Required work: At the line with "mark: the sliced", start repeating the data, and continue line by line through the final line, exactly.

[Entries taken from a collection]
Segment Open

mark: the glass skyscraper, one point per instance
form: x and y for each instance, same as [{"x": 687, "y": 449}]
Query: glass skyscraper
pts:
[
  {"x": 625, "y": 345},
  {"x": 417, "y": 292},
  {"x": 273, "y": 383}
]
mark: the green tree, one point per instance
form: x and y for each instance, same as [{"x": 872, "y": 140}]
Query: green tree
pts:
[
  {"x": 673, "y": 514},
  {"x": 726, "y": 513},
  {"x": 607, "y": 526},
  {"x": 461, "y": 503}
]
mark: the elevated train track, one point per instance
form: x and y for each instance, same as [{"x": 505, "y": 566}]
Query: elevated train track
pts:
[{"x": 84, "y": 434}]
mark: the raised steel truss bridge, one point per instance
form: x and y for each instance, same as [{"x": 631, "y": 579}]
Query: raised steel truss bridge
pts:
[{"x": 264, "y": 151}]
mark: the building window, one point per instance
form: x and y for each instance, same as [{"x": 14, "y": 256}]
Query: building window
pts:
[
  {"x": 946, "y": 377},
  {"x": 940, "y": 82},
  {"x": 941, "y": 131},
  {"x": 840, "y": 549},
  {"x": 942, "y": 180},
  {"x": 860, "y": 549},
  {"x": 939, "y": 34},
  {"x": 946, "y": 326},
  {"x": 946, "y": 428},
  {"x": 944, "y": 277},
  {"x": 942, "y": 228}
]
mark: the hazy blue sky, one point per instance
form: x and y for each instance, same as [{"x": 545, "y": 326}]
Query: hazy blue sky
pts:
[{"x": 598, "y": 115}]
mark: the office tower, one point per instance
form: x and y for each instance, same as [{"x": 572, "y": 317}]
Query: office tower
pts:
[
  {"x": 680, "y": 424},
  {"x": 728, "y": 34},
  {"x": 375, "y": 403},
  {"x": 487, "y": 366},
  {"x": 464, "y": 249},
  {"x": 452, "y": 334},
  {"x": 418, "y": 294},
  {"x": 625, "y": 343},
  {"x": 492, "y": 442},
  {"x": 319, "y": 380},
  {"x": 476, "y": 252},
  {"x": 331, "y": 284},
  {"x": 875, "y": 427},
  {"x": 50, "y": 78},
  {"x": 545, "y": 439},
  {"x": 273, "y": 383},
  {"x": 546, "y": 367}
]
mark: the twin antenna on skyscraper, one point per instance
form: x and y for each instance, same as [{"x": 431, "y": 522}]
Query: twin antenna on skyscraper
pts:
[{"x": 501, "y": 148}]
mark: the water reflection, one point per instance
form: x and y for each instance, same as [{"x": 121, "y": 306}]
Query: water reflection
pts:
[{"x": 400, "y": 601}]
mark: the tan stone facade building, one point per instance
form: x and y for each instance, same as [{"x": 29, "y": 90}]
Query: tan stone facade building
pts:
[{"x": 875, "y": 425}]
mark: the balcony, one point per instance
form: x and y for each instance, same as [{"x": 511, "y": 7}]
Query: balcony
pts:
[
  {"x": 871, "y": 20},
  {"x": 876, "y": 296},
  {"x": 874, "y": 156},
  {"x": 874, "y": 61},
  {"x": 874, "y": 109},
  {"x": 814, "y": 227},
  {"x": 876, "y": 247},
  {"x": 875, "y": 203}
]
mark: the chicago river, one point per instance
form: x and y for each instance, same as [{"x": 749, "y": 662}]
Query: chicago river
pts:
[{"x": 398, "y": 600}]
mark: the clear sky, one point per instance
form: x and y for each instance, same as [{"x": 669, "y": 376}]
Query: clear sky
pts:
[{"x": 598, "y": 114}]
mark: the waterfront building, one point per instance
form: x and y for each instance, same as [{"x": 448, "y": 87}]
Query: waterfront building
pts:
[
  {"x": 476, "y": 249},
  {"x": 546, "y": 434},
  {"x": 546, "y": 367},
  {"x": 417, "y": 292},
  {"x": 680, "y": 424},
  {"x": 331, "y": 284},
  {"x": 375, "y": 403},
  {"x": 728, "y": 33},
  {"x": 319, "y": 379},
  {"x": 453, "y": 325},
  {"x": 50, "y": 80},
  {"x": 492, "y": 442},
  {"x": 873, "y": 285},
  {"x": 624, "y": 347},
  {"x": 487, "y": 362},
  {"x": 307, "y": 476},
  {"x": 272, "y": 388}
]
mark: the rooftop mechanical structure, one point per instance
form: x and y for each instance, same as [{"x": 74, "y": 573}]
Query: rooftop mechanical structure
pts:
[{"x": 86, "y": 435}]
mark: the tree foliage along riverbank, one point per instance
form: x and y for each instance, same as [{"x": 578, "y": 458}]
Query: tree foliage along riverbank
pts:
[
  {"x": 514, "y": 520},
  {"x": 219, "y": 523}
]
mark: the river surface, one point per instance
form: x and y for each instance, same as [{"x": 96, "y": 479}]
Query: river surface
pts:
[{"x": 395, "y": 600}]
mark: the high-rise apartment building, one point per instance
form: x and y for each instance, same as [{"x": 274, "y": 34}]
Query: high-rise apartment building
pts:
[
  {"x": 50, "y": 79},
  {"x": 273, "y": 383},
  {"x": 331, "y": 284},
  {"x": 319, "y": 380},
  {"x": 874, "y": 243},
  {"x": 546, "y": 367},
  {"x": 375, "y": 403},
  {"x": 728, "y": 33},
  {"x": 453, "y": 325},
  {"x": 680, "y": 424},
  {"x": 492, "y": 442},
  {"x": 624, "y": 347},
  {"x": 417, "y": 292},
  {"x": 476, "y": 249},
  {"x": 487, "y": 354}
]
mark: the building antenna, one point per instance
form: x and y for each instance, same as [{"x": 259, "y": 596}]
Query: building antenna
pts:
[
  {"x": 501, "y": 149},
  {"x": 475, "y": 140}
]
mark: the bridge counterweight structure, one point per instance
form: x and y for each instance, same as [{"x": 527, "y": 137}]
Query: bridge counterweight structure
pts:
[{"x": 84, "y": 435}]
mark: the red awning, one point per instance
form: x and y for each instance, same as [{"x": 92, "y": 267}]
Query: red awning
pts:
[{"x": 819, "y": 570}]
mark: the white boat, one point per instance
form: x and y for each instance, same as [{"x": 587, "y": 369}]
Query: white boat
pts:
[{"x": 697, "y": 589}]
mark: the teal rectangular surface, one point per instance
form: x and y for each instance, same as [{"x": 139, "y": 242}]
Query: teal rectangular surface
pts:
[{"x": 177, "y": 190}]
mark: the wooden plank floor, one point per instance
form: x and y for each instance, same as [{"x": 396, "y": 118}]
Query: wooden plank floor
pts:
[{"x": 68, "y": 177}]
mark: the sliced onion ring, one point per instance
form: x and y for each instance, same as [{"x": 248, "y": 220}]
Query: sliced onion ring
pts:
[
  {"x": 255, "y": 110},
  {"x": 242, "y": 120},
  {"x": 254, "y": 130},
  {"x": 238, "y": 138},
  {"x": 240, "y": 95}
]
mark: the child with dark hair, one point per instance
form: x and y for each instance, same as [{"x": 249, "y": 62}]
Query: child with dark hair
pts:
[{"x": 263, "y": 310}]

Segment Closed

Solution:
mark: the sliced onion ring, one point per instance
form: x and y for each instance, same as [{"x": 248, "y": 220}]
Query: sliced onion ring
pts:
[
  {"x": 255, "y": 110},
  {"x": 242, "y": 120},
  {"x": 254, "y": 130},
  {"x": 238, "y": 138},
  {"x": 240, "y": 95}
]
mark: the child with dark hair, one point per instance
form: x and y for each instance, same as [{"x": 249, "y": 62}]
Query: child with dark hair
pts:
[{"x": 263, "y": 310}]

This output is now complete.